## start

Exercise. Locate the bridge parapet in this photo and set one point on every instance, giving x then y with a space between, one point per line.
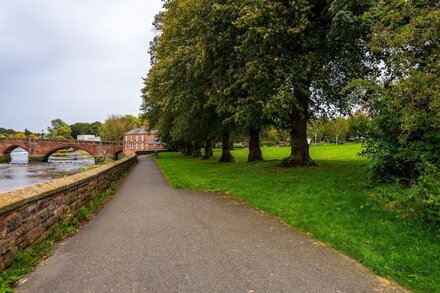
41 149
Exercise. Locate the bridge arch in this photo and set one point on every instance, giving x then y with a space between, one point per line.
11 147
54 150
117 154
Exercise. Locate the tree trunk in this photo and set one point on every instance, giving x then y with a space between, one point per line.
255 154
299 153
226 148
188 150
208 150
299 147
197 153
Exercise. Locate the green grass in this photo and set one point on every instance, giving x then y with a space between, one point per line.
332 202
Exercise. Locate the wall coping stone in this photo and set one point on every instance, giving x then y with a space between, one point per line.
19 197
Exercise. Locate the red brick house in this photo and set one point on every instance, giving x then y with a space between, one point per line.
141 140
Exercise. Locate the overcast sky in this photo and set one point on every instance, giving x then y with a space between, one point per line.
78 60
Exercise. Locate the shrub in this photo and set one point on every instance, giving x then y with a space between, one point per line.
427 192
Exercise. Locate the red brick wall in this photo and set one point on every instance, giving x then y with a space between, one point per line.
28 214
134 143
43 148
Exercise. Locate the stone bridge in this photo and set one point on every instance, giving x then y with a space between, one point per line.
41 149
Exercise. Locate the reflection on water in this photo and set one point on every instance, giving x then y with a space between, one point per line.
19 173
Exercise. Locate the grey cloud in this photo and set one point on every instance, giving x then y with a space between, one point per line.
74 60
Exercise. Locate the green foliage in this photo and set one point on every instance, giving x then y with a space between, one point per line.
405 134
81 128
239 66
427 192
59 130
358 126
330 201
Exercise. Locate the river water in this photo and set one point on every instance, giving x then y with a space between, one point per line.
19 173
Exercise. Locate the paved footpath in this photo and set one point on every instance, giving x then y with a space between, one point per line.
153 238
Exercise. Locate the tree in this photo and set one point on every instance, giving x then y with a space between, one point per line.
358 126
317 127
59 130
405 132
325 52
337 128
81 128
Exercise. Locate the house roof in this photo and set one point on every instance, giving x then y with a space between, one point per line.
137 131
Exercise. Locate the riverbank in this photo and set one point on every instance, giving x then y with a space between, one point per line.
19 173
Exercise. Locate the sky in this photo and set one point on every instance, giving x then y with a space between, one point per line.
77 60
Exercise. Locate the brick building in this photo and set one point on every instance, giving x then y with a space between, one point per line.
141 140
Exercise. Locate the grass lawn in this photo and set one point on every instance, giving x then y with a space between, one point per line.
330 202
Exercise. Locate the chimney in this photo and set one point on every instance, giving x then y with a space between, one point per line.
146 125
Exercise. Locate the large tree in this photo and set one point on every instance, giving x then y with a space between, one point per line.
405 136
326 50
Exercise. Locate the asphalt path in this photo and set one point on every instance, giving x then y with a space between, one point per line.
153 238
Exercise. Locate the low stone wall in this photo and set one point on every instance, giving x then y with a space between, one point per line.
28 214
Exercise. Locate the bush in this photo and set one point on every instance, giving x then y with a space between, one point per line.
427 192
405 135
268 143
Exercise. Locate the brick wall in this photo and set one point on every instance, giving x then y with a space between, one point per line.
27 214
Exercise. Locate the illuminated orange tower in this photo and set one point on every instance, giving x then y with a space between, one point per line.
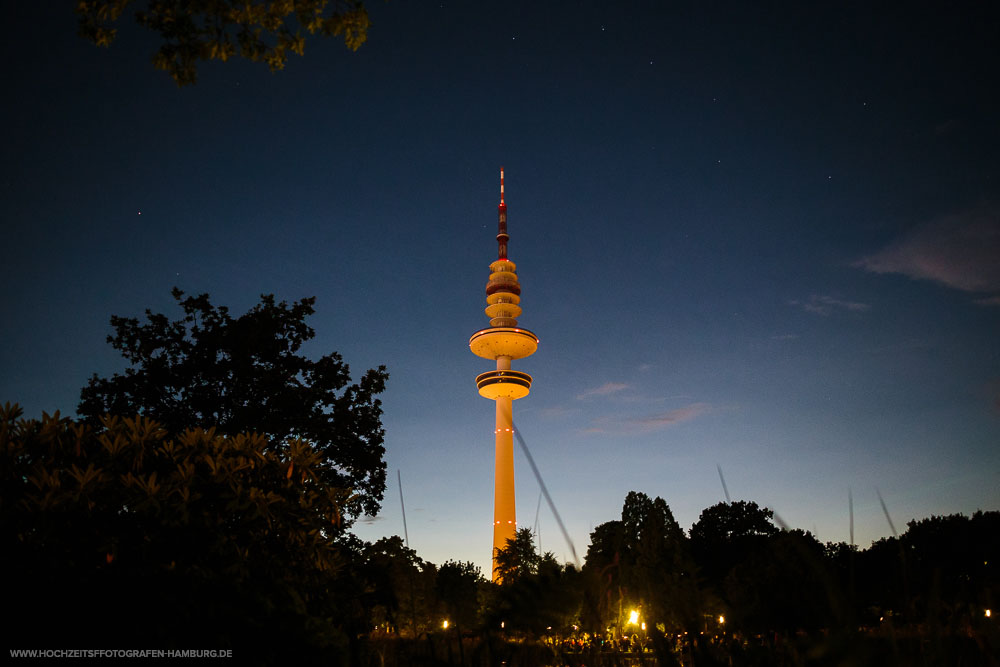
503 341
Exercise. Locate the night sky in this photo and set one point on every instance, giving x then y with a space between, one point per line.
765 238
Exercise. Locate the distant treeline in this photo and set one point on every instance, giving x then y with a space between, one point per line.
123 535
203 500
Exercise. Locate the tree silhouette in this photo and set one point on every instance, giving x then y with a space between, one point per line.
130 535
245 375
192 30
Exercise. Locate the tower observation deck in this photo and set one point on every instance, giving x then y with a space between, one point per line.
503 341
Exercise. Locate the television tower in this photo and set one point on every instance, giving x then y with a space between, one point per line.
503 341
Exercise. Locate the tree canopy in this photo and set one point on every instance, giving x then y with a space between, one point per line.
193 30
244 375
126 532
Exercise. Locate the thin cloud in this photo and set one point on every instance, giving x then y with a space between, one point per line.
605 389
960 251
647 423
825 305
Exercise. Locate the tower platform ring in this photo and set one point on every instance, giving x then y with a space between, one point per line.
503 383
495 342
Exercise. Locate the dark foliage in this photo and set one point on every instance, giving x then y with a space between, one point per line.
194 30
245 375
125 535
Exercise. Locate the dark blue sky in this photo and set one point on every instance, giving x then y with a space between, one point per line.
766 238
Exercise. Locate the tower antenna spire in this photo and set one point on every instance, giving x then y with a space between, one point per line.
502 342
502 223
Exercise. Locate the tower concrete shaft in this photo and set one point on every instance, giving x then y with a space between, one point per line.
502 342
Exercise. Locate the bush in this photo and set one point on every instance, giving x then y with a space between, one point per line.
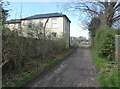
105 43
21 54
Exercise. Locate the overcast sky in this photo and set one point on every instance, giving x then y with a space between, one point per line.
32 8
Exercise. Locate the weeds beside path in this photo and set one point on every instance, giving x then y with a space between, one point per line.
107 71
23 78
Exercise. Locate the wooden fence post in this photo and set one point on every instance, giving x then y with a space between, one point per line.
117 50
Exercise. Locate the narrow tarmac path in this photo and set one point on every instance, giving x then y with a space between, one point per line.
77 70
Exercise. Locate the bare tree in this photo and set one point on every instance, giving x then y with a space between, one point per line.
106 11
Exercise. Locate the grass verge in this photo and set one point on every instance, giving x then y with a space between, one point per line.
23 78
107 70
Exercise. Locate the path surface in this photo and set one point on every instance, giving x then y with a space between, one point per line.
76 71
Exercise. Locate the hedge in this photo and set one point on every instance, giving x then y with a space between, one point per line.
105 43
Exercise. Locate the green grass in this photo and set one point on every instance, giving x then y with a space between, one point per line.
23 78
107 71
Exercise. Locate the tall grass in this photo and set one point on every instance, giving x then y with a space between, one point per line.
107 70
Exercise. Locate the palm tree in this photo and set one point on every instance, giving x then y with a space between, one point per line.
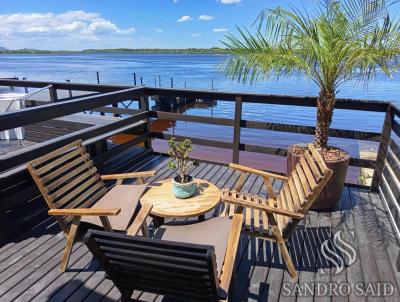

## end

● TASK INSTRUCTIONS
Please count the lines above that contain the string "wall", where case counts, and reply with the number alone.

● REPLY
4